| WHAT THE TASK ASKS |
Using the records below, quote only the span that opens with the line containing "point(473, 127)" and closes with the line containing "point(431, 115)", exactly and inclusively.
─── EXERCISE MATERIAL
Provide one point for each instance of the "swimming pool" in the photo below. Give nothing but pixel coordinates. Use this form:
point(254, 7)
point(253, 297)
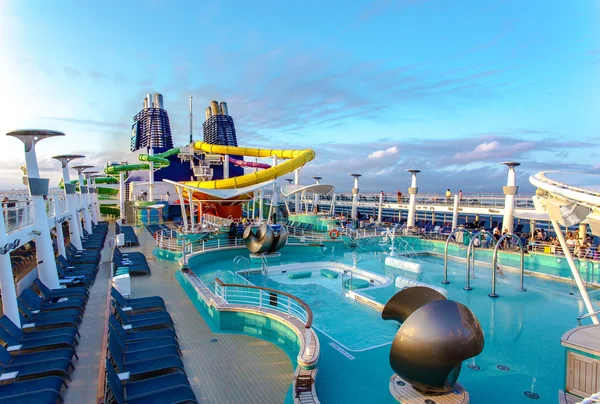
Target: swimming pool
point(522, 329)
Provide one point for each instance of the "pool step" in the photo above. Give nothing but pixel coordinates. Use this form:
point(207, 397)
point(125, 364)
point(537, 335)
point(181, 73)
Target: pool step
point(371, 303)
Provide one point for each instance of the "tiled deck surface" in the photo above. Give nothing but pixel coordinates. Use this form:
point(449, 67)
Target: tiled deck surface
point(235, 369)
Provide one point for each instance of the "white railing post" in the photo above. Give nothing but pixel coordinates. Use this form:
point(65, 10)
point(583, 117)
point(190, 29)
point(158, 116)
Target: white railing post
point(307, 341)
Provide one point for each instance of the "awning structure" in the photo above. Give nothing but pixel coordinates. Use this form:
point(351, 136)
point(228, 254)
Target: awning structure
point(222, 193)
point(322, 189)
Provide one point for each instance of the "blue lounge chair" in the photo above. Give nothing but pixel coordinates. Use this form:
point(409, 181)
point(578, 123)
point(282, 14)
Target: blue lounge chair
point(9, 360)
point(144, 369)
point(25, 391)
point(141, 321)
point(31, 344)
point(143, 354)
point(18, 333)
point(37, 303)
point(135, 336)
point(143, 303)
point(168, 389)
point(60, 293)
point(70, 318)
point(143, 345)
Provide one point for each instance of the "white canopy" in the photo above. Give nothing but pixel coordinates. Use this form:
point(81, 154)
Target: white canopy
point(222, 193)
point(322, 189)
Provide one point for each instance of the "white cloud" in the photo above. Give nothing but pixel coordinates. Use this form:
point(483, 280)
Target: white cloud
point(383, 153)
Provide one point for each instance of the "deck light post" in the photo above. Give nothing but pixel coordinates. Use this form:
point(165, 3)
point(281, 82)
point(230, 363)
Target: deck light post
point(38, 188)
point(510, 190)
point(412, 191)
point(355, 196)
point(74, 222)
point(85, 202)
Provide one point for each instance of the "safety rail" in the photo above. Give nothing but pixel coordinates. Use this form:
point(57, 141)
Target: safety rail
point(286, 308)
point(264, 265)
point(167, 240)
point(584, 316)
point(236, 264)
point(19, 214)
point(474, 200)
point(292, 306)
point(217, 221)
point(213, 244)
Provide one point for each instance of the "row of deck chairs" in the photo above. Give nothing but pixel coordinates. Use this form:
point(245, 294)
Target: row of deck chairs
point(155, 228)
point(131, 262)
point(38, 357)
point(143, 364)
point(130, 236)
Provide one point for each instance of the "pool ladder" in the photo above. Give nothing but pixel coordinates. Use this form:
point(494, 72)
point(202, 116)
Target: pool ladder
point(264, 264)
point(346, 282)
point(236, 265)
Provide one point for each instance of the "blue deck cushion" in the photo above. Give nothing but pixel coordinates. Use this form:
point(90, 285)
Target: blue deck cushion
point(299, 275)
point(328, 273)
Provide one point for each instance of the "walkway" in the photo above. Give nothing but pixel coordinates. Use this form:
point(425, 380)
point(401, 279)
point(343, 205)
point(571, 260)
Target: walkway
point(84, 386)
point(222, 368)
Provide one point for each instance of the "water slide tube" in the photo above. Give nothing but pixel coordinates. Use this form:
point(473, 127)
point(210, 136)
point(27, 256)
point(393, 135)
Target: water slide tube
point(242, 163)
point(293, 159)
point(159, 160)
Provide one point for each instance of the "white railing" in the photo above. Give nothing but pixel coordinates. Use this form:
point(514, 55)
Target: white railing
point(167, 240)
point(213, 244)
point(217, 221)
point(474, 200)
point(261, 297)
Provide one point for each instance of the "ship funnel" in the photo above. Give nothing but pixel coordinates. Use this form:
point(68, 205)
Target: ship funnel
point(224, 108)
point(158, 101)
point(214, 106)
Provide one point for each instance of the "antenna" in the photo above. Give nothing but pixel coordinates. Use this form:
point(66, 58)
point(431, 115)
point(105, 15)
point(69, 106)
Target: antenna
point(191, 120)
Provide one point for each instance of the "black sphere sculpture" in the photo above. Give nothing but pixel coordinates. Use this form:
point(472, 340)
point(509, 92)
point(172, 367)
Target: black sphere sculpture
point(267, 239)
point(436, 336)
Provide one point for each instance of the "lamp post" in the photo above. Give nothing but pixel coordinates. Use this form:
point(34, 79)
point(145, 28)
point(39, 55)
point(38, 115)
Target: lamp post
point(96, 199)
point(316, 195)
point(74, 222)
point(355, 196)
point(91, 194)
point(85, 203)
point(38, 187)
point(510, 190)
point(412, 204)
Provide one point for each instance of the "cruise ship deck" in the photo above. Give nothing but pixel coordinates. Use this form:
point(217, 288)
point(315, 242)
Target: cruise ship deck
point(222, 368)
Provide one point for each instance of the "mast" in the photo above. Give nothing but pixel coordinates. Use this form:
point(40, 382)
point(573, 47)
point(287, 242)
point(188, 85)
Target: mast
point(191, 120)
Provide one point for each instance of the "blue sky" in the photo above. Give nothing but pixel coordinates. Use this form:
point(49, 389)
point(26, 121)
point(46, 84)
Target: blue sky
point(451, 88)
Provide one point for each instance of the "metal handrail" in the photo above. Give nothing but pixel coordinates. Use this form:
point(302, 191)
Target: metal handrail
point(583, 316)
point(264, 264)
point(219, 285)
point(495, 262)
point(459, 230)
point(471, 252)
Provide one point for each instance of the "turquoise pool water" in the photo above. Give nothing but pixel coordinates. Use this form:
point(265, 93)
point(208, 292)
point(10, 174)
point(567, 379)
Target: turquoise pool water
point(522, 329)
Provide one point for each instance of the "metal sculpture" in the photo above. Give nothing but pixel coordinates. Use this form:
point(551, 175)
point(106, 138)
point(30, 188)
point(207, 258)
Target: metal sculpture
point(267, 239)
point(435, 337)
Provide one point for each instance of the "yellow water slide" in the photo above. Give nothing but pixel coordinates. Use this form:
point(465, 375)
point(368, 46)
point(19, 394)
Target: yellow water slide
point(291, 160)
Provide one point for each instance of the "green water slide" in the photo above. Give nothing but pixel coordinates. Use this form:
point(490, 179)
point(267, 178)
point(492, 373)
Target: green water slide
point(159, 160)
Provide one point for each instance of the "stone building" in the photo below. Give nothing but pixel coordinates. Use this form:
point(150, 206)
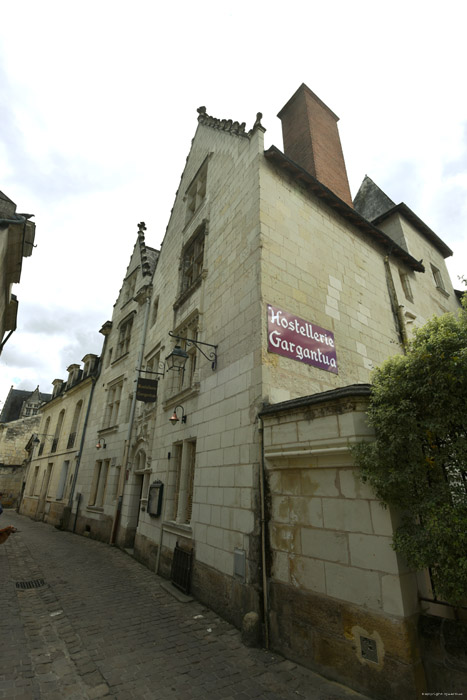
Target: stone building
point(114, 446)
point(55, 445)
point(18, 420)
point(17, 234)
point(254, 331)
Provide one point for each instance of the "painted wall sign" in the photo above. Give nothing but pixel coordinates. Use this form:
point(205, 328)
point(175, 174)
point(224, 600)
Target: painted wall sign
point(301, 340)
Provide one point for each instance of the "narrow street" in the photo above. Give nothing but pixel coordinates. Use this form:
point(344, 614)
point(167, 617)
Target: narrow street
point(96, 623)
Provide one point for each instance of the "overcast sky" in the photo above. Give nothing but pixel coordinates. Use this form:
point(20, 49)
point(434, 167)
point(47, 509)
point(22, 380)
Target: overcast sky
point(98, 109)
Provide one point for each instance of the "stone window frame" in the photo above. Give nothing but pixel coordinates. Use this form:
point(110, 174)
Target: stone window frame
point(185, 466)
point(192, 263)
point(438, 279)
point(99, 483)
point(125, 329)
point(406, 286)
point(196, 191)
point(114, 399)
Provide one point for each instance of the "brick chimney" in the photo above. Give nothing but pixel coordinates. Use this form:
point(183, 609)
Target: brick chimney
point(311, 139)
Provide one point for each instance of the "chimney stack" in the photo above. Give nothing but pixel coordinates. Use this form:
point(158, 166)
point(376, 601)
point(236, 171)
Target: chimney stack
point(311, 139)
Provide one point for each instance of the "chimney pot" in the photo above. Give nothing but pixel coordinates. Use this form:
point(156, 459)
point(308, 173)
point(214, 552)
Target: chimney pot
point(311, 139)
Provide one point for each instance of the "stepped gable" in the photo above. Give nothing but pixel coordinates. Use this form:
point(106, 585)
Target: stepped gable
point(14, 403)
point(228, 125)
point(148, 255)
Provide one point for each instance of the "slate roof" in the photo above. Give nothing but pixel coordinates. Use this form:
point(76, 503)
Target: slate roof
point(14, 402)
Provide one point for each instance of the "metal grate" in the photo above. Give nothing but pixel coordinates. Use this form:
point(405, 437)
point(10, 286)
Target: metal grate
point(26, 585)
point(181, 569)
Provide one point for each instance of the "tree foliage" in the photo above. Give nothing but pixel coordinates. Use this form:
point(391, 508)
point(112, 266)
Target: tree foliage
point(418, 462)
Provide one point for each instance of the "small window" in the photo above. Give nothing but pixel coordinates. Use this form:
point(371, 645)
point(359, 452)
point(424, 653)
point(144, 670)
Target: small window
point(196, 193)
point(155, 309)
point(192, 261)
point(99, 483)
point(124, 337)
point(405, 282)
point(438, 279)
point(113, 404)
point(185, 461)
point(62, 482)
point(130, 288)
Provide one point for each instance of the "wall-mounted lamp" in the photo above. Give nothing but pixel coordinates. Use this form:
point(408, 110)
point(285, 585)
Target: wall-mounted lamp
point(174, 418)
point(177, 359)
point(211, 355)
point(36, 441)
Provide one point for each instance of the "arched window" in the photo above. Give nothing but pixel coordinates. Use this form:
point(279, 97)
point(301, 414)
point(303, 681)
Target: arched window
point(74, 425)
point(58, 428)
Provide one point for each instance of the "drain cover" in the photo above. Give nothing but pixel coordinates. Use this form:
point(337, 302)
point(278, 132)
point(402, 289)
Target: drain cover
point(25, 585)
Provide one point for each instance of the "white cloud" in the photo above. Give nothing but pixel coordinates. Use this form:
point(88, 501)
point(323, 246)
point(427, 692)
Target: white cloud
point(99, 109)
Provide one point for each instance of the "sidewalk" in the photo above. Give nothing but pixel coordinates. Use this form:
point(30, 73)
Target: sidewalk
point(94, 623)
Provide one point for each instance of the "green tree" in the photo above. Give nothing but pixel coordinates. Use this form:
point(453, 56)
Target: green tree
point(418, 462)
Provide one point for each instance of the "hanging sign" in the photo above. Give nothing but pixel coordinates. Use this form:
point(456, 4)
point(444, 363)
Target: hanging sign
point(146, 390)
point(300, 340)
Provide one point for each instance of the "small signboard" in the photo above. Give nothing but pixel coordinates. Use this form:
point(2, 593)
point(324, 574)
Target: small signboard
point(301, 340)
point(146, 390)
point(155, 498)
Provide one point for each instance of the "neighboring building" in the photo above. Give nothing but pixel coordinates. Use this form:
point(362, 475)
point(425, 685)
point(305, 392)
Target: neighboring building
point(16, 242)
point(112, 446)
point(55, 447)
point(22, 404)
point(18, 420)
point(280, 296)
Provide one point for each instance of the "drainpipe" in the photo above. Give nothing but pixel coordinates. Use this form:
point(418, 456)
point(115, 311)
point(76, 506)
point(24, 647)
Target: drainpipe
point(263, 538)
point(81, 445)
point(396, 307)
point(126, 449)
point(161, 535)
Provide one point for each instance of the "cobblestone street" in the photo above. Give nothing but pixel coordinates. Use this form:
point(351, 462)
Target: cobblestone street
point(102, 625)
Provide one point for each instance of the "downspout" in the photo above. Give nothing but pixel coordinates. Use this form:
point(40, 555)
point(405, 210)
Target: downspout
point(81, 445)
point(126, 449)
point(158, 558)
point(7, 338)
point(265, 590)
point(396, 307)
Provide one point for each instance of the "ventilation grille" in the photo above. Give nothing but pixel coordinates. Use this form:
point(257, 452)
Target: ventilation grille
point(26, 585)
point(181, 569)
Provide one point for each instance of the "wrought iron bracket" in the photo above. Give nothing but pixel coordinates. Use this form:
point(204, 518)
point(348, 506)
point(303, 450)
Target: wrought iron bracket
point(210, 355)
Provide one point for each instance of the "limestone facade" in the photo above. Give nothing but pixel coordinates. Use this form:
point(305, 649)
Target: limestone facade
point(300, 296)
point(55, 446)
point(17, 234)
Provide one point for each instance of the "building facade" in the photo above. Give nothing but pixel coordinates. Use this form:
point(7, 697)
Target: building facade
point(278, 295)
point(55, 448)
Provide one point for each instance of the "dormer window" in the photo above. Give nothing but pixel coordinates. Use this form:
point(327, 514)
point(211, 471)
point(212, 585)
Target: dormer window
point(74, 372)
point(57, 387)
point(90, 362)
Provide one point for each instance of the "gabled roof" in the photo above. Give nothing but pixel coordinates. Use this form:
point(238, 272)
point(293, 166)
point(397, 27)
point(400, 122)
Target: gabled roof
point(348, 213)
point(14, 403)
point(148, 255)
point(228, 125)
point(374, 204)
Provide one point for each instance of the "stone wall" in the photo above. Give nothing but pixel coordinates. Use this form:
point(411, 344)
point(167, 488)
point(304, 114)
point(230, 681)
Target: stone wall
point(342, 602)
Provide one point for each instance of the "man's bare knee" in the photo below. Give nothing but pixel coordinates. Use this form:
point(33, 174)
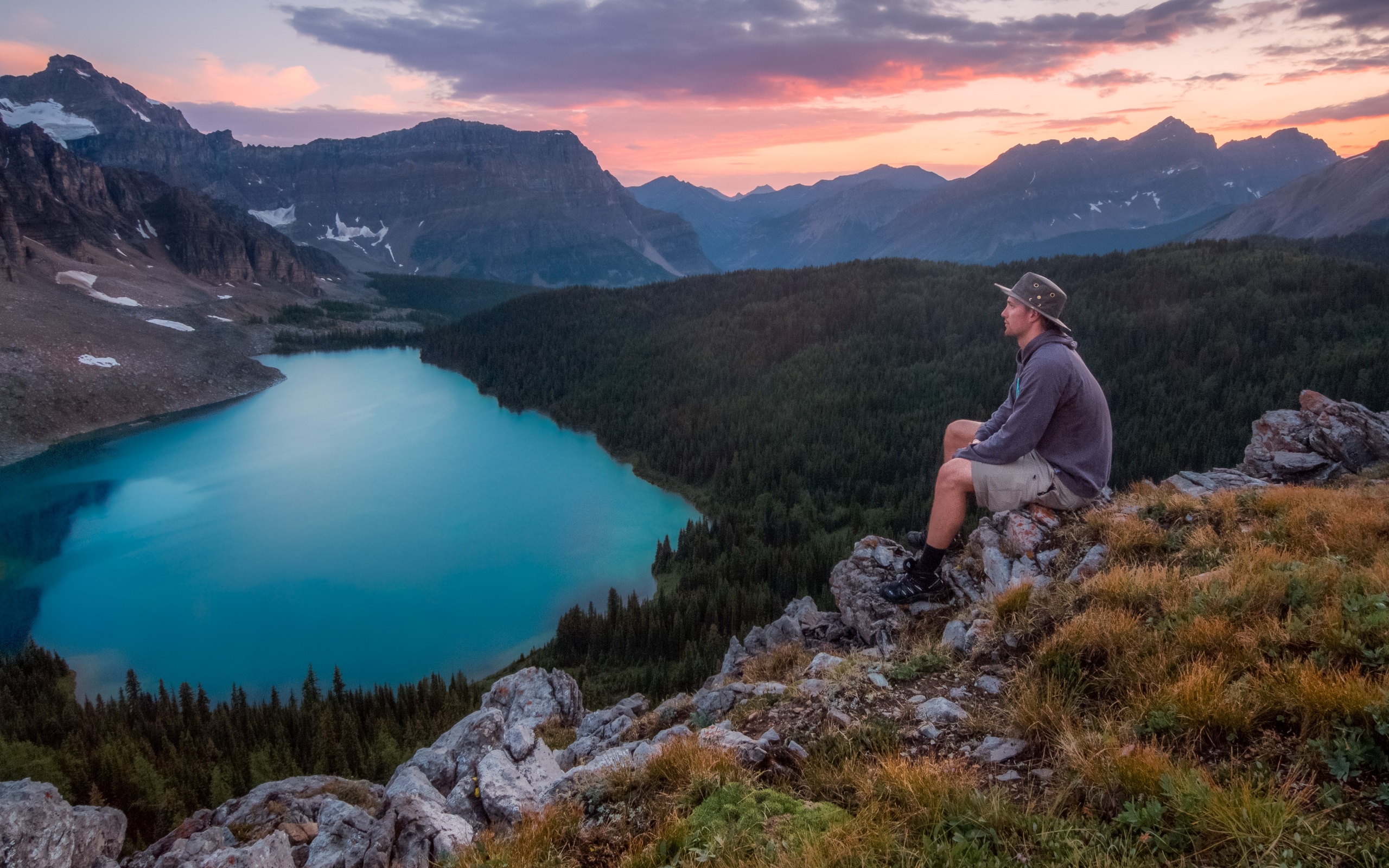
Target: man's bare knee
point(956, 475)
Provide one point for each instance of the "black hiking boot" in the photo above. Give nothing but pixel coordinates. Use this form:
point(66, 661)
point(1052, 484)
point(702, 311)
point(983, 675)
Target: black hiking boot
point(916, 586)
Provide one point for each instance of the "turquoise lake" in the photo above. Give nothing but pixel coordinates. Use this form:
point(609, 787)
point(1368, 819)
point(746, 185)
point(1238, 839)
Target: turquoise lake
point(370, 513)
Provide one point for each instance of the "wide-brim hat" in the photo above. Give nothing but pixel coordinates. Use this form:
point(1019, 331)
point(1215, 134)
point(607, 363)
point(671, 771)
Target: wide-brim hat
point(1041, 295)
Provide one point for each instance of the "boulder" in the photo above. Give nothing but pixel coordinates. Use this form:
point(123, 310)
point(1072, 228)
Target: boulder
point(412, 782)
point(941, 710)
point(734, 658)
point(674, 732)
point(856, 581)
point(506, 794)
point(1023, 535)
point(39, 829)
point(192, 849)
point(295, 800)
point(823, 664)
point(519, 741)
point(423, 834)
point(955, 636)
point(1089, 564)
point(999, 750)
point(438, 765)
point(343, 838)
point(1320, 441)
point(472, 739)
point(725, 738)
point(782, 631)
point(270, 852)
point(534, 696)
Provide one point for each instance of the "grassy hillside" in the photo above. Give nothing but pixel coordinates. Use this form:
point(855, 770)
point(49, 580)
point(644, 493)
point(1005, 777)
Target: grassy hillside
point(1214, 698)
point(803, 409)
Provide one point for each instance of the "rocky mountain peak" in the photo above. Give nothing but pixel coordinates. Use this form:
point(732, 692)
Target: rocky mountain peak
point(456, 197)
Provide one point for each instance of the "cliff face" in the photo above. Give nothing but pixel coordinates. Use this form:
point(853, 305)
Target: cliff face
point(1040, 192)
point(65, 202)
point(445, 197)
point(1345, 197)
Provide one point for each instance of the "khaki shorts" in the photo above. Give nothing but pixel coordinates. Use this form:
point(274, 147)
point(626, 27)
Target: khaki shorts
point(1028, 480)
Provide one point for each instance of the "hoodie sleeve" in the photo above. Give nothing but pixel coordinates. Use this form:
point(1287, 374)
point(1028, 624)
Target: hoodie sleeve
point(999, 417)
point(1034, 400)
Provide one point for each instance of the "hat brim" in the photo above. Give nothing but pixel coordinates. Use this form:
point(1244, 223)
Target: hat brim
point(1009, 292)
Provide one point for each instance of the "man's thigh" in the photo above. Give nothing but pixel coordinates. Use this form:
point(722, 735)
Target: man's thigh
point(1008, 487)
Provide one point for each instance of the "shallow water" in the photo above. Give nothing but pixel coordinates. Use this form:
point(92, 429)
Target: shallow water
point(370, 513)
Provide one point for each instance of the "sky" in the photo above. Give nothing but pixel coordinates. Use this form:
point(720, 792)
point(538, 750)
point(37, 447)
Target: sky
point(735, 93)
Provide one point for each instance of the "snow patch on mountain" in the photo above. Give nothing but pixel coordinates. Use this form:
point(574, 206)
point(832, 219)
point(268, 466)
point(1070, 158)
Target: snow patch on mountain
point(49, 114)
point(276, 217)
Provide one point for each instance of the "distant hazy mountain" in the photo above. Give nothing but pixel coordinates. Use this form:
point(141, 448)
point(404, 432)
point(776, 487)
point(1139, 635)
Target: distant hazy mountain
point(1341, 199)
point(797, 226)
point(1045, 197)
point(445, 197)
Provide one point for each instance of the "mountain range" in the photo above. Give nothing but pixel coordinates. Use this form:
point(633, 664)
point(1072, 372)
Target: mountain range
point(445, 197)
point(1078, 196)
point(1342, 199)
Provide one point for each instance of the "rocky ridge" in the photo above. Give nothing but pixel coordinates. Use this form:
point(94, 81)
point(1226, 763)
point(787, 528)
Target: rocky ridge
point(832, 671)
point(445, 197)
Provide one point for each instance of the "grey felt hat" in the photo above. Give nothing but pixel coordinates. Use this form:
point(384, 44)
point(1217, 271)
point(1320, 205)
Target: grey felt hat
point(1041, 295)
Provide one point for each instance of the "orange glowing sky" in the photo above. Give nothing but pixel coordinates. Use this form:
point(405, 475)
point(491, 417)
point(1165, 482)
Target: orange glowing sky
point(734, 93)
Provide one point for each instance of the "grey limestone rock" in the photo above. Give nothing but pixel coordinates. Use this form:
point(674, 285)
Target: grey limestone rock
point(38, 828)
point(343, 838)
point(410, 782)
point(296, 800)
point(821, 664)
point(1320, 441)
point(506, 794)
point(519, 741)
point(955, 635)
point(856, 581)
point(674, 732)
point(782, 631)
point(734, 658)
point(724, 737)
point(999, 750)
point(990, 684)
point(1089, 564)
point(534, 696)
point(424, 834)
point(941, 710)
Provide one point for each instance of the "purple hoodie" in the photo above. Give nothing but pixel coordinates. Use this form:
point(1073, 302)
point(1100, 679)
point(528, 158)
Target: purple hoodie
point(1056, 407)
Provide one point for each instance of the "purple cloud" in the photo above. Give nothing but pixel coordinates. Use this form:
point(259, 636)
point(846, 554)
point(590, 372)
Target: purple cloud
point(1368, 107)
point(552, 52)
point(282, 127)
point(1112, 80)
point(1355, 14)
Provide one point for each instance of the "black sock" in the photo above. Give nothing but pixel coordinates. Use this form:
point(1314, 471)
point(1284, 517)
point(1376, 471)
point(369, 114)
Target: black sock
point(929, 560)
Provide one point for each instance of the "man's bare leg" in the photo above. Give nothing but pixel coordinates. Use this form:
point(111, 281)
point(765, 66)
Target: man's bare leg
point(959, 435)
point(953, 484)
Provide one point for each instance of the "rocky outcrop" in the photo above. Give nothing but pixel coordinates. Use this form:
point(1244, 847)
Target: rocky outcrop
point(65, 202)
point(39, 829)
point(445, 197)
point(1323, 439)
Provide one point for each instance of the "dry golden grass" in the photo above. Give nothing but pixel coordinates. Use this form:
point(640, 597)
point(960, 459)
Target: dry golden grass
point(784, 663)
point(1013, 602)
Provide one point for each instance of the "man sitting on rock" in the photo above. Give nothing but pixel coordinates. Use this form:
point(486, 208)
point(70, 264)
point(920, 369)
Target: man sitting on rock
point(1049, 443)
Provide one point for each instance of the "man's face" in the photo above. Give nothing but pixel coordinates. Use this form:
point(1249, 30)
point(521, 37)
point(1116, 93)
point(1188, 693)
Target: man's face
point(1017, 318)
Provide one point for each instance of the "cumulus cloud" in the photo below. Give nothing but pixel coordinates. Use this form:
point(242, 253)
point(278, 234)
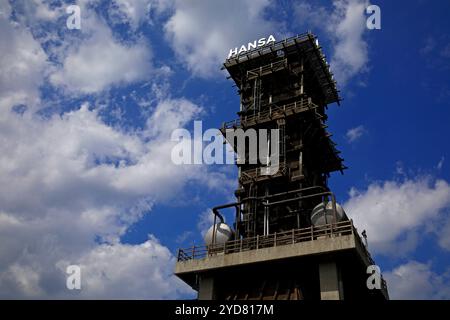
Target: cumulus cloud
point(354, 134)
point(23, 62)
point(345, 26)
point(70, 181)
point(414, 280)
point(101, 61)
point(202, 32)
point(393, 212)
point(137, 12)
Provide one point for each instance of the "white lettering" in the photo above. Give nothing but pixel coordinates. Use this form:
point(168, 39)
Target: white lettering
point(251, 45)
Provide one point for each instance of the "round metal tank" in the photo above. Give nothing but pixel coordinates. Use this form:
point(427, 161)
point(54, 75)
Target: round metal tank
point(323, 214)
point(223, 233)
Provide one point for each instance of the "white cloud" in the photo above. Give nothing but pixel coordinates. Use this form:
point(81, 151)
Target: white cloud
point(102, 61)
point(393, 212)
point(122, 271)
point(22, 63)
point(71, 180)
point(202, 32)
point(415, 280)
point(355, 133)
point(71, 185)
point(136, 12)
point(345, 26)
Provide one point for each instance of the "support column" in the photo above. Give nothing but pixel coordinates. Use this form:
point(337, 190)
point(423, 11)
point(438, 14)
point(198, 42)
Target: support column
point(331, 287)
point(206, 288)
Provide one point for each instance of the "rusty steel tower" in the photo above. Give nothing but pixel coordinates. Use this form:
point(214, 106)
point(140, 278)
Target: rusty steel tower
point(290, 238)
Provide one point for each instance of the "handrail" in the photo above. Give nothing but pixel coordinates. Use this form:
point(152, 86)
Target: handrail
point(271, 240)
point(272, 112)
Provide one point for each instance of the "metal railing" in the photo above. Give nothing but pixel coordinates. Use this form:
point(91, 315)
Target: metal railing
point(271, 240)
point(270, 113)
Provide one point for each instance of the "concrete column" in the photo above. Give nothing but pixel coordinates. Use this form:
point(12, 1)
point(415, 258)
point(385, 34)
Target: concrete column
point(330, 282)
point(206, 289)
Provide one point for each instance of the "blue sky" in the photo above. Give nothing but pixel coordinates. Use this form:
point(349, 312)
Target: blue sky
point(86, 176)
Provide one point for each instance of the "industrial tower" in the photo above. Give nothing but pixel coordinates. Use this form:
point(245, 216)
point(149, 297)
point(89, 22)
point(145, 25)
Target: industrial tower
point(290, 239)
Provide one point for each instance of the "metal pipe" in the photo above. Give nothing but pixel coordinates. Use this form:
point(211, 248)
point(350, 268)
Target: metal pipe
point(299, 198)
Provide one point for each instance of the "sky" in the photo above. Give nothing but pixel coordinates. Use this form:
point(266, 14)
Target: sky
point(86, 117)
──────
| RESPONSE BOX |
point(473, 127)
point(210, 136)
point(27, 256)
point(393, 135)
Target: water slide tube
point(242, 163)
point(293, 159)
point(159, 160)
Provide one point for each instance of the "white railing" in the photo above. Give nothing but pixel coordinates. Use this form:
point(514, 55)
Target: white railing
point(167, 240)
point(213, 244)
point(217, 221)
point(474, 200)
point(261, 297)
Provide one point for each instance of the "ship funnel" in the photo above. Give nothing but pixel coordinates. Use this form:
point(68, 205)
Target: ship funnel
point(224, 108)
point(158, 101)
point(214, 106)
Provide one point for each instance of the "antenna" in the photo above. Give nothing but pixel coordinates. Use this form:
point(66, 58)
point(431, 115)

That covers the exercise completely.